(Records from a point labeling set)
- - -
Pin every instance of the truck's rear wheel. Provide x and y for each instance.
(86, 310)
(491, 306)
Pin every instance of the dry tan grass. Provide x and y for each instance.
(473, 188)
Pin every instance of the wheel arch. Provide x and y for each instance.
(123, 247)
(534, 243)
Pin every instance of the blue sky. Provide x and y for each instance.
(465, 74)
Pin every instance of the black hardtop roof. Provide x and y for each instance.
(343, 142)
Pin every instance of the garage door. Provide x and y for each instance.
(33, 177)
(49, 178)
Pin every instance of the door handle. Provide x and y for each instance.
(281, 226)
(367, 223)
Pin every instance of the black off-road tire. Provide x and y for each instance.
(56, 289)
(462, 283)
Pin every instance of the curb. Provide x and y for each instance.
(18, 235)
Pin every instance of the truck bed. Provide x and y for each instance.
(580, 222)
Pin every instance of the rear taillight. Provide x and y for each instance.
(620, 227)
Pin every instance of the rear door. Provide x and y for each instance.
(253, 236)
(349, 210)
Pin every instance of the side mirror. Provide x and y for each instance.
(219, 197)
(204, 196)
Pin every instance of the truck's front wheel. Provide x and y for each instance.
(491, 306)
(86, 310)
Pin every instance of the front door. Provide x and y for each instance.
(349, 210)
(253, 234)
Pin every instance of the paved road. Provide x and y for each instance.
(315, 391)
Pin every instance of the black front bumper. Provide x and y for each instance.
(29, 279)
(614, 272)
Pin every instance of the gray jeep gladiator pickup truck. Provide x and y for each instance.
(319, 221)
- - -
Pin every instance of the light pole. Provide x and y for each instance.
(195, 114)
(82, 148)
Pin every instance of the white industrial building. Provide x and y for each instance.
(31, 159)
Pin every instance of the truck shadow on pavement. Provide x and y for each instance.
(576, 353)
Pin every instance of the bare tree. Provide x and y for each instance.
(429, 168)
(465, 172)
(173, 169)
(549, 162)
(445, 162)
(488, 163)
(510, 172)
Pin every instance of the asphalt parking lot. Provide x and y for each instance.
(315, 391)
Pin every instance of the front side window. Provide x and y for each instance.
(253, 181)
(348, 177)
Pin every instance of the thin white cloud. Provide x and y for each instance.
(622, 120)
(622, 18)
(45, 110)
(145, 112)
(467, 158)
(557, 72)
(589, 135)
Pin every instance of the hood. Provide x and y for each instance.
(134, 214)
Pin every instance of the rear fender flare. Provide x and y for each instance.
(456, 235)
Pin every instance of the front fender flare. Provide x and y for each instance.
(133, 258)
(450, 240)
- - -
Identify each line in the items above that contains the string "road", and copy those lines.

Task output:
Pin every instance of the black off-road tire. Provide x and y for each instance.
Pin every instance of the paved road. Provide x and y for each instance.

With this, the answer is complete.